━━ READING TEXT

Re: growisofs WRITE@LBA=230540h error blanking DVD+RW media

2007-07-09 Thread Rob Bogus

BitBucket wrote:
Thomas Schimitt has it right -- the LBA=230540h is 2,295,104 decimal, which 
is the total number of blocks on the DVD+RW medial  Since the LBA addressing 
starts from zero, an attempt to address that block is trying to address on 
past the last LBA block on the DVD.  (I originally checked this, but for 
some stupid reason failed to make the translation from hex to decimal, no 
doubt due to frustration and carelessness.)


So the error message is correct -- it is an incorrect argument.  There must 
be some error then in the source code, since the program clearly knows the 
size of the DVD media, and shouldn't be trying to write past the end of the 
disc.


But more importantly, the resulting media is not blanked back to its virgin 
state, but is merely nulled.  That is, there is still a Session 1 - track 01 
structure, 4700372992 bytes long.  This I was trying to blank out entirely, 
to start fresh.  My reading of the man pages for growisofs was that this was 
accomplished by the command I used:


growisofs -Z e:=/dev/zero

although the /dev/zero does seem to indicate that the track 01 should just 
be zeroed out (filled with nulls), not eliminated entirely.

━━━━
━━ RAW DATA

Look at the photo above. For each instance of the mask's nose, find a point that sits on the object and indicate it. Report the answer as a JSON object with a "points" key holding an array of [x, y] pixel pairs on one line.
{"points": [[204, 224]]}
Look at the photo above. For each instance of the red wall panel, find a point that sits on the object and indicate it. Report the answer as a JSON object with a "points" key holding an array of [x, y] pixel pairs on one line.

━━━━

◆ STATED TASK
In the post about the growisofs blanking error, why does addressing block 230540h count as going past the end of the DVD+RW disc? Answer in one to three sentences. The listing on this page was taken from a separate source and is unrelated to the post.

◆ ANSWER TO THE EXERCISE
The hex value 230540h equals 2,295,104 in decimal, which is the total number of blocks on the DVD+RW disc. LBA addressing starts from zero, so addressing block 2,295,104 reaches one block past the last one on the disc.